> **Task input**
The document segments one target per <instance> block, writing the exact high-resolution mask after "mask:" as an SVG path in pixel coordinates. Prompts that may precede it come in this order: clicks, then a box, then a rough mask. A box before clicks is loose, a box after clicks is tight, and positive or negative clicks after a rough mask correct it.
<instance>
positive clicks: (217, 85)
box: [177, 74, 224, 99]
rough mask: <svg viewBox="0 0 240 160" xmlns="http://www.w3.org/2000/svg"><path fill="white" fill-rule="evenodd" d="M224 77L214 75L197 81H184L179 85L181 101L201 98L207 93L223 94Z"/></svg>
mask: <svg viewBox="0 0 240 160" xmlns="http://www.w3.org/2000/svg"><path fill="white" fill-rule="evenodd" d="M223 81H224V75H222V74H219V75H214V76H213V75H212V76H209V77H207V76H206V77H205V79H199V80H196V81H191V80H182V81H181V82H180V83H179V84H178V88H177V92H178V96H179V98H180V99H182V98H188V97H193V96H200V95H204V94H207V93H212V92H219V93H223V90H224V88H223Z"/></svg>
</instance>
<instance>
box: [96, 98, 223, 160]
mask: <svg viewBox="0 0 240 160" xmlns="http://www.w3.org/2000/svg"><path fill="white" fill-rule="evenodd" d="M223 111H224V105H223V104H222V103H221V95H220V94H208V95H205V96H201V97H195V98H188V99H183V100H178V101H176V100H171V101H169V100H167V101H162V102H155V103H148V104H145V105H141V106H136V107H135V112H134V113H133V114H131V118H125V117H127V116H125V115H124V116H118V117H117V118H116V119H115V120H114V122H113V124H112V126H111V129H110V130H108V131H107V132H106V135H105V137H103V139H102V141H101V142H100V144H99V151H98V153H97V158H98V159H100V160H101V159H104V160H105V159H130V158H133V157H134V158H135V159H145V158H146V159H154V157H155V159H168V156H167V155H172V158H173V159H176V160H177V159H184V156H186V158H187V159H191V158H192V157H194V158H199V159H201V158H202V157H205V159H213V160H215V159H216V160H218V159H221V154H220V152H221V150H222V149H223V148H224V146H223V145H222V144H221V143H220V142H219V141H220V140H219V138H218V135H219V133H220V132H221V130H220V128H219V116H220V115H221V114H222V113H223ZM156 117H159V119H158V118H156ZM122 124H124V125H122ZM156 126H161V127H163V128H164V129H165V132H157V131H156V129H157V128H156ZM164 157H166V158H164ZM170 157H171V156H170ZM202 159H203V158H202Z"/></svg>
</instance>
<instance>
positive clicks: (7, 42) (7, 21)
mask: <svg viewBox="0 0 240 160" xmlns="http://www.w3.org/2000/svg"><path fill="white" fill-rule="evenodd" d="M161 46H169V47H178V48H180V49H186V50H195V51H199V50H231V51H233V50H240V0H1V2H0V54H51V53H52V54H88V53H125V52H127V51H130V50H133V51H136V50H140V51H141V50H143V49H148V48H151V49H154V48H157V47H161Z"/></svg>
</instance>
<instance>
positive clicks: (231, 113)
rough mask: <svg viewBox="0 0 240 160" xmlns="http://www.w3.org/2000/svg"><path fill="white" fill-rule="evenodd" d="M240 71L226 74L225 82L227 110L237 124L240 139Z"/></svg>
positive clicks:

> **Description of the task**
Recite the full listing above exactly.

> **The answer**
The document segments one target per <instance> block, writing the exact high-resolution mask after "mask:" as an SVG path in pixel coordinates. Prompts that may precede it come in this order: clicks, then a box, then a rough mask. A box before clicks is loose, a box after clicks is tight, and positive or negative clicks after a rough mask correct it.
<instance>
positive clicks: (217, 85)
box: [177, 74, 224, 99]
rough mask: <svg viewBox="0 0 240 160" xmlns="http://www.w3.org/2000/svg"><path fill="white" fill-rule="evenodd" d="M224 77L214 75L197 81H184L179 85L181 101L201 98L207 93L223 94Z"/></svg>
mask: <svg viewBox="0 0 240 160" xmlns="http://www.w3.org/2000/svg"><path fill="white" fill-rule="evenodd" d="M223 81H224V75H222V74H219V75H214V76H213V75H212V76H209V77H207V76H206V77H205V79H199V80H196V81H191V80H182V81H181V82H180V83H179V84H178V88H177V92H178V96H179V98H180V99H182V98H188V97H193V96H200V95H204V94H207V93H212V92H219V93H223V90H224V88H223Z"/></svg>
</instance>
<instance>
box: [96, 98, 223, 160]
mask: <svg viewBox="0 0 240 160" xmlns="http://www.w3.org/2000/svg"><path fill="white" fill-rule="evenodd" d="M223 111H224V105H223V104H222V103H221V95H220V94H208V95H205V96H201V97H195V98H188V99H183V100H178V101H176V100H171V101H169V100H167V101H162V102H155V103H148V104H145V105H141V106H136V107H135V112H134V113H133V114H131V118H125V117H127V116H125V115H124V116H118V117H117V118H116V119H115V120H114V122H113V124H112V126H111V129H110V130H108V131H107V132H106V135H105V137H103V139H102V141H101V142H100V144H99V151H98V153H97V158H98V159H100V160H101V159H104V160H105V159H130V158H133V157H134V158H135V159H145V158H146V159H154V157H155V159H168V156H167V155H172V158H173V159H176V160H177V159H184V156H186V158H187V159H191V158H192V157H194V158H199V159H201V158H202V157H205V159H213V160H215V159H216V160H218V159H221V154H220V152H221V150H222V149H223V148H224V146H223V145H222V144H221V143H220V142H219V141H220V140H219V138H218V135H219V133H220V132H221V130H220V128H219V116H220V115H221V114H222V113H223ZM156 117H159V119H158V118H156ZM122 124H124V125H122ZM156 126H161V127H163V128H164V129H165V132H157V131H156V129H157V128H156ZM164 157H166V158H164ZM170 157H171V156H170ZM202 159H203V158H202Z"/></svg>
</instance>
<instance>
positive clicks: (7, 42) (7, 21)
mask: <svg viewBox="0 0 240 160" xmlns="http://www.w3.org/2000/svg"><path fill="white" fill-rule="evenodd" d="M161 46H169V47H178V48H180V49H186V50H195V51H199V50H231V51H233V50H240V0H1V2H0V54H51V53H52V54H88V53H125V52H127V51H130V50H133V51H136V50H140V51H141V50H143V49H148V48H151V49H154V48H157V47H161Z"/></svg>
</instance>
<instance>
positive clicks: (231, 113)
rough mask: <svg viewBox="0 0 240 160" xmlns="http://www.w3.org/2000/svg"><path fill="white" fill-rule="evenodd" d="M240 71L226 74L225 82L227 110L237 124L240 139Z"/></svg>
positive clicks:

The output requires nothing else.